TASK BRIEF:
Scan the records below for the line with "Where can the framed artwork be seen here?" and the line with "Target: stainless steel refrigerator". Repeat those two lines and every line between them exactly, and nothing else.

^^^^

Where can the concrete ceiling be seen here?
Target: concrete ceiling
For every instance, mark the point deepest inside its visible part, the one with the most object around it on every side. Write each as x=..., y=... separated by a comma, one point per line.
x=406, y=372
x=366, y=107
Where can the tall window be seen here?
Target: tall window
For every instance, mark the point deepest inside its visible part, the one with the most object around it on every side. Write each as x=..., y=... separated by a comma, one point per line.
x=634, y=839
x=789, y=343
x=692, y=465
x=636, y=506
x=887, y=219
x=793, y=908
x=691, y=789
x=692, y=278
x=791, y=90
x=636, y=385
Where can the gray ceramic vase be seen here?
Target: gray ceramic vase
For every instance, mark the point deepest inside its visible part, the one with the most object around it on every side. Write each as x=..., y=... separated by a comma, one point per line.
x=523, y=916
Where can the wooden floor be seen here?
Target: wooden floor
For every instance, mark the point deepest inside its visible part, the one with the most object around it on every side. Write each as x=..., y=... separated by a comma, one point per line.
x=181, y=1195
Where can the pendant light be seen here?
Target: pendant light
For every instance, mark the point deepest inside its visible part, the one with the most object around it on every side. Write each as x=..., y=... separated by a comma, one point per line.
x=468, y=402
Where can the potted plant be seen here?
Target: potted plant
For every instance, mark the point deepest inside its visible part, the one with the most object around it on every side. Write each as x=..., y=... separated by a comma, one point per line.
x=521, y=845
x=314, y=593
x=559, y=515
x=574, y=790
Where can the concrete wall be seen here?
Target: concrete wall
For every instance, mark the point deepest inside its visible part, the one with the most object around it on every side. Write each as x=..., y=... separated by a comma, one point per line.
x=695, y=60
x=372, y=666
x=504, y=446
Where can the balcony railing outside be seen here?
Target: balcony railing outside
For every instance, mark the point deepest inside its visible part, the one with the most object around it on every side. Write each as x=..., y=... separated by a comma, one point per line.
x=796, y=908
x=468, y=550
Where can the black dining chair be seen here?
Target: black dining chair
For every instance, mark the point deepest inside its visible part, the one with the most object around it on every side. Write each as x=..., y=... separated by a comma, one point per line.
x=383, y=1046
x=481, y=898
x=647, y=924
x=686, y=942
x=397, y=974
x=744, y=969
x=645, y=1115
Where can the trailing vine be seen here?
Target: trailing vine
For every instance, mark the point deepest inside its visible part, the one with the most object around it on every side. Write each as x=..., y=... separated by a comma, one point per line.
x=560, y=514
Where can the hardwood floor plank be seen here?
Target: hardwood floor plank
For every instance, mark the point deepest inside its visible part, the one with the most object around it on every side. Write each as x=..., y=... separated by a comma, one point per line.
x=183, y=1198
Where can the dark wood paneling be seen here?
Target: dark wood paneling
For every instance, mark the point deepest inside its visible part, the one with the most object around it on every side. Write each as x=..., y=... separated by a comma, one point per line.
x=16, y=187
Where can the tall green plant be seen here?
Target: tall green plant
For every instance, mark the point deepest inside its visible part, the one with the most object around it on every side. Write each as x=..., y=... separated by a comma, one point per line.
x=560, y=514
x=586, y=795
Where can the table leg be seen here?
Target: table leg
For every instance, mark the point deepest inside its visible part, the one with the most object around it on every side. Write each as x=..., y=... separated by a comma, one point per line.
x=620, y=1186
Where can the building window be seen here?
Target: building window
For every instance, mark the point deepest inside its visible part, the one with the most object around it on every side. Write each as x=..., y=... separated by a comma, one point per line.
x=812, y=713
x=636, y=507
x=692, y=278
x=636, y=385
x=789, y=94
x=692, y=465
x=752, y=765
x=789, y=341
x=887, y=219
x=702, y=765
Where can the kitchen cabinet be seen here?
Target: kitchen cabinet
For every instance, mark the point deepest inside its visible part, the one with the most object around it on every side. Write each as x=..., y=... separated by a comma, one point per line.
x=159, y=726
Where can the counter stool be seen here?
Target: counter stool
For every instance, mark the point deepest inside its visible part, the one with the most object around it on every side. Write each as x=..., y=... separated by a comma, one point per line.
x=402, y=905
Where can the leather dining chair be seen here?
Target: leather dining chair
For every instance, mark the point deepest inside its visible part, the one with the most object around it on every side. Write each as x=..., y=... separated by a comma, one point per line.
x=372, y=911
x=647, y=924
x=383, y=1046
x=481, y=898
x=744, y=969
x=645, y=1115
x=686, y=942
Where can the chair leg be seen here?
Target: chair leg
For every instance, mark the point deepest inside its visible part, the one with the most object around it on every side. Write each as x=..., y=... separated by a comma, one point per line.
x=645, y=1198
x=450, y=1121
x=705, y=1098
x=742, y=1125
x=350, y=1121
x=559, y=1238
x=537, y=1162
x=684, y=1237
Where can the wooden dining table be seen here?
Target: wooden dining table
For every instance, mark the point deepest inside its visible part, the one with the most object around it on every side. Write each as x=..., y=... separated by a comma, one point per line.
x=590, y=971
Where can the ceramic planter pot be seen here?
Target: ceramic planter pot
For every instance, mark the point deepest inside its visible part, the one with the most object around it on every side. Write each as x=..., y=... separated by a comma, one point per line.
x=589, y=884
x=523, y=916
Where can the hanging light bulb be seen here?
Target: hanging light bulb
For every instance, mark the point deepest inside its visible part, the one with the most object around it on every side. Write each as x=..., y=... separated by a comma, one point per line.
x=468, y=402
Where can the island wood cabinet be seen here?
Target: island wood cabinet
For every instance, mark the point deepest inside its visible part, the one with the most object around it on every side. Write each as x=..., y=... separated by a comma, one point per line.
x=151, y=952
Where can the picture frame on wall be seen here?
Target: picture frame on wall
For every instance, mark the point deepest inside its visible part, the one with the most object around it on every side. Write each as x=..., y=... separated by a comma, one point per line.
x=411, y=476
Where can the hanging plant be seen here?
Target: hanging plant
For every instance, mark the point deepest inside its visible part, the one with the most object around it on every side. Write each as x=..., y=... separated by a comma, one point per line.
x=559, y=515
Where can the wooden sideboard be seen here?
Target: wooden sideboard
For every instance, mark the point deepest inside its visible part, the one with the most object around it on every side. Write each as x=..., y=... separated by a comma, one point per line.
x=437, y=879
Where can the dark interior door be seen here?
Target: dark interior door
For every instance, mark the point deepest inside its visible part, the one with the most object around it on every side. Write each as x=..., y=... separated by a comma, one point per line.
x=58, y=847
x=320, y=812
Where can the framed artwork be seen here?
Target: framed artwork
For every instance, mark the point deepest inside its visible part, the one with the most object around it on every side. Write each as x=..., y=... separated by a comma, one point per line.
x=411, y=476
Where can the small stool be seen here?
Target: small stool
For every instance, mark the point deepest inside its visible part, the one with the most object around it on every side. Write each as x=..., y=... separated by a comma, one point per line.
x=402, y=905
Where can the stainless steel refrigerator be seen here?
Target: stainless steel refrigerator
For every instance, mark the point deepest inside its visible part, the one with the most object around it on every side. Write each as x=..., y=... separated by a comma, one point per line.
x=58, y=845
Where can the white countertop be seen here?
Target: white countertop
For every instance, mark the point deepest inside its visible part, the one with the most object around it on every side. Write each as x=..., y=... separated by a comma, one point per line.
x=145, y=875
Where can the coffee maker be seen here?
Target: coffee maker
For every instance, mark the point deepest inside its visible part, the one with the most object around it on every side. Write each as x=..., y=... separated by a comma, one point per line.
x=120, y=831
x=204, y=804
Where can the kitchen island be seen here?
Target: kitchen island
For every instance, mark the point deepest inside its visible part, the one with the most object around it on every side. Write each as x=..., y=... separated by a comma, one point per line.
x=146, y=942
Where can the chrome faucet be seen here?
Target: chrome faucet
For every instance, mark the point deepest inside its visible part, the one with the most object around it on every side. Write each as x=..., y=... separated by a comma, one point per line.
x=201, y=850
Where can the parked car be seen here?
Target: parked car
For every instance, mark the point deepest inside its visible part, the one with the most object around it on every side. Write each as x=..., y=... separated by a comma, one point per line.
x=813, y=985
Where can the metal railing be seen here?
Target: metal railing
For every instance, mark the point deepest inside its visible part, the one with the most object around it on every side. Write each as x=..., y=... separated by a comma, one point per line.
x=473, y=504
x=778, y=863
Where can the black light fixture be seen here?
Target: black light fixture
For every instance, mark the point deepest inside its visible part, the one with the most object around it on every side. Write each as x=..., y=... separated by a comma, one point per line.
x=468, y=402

^^^^

OUTPUT OF THE TASK:
Where can the framed artwork be seen here?
Target: framed artwork
For every instance, mark the point deepest inside its visible part, the one with the most object around it on every side. Write each as x=..., y=... separated by a comma, one point per line.
x=411, y=476
Where can the small stool be seen here?
Target: small stool
For every instance, mark the point deepest inside its visible part, the one with the most object around it on every side. Write each as x=..., y=... separated by a comma, one point per line.
x=402, y=905
Where can the stainless steel refrigerator be seen here?
Target: stainless steel refrigerator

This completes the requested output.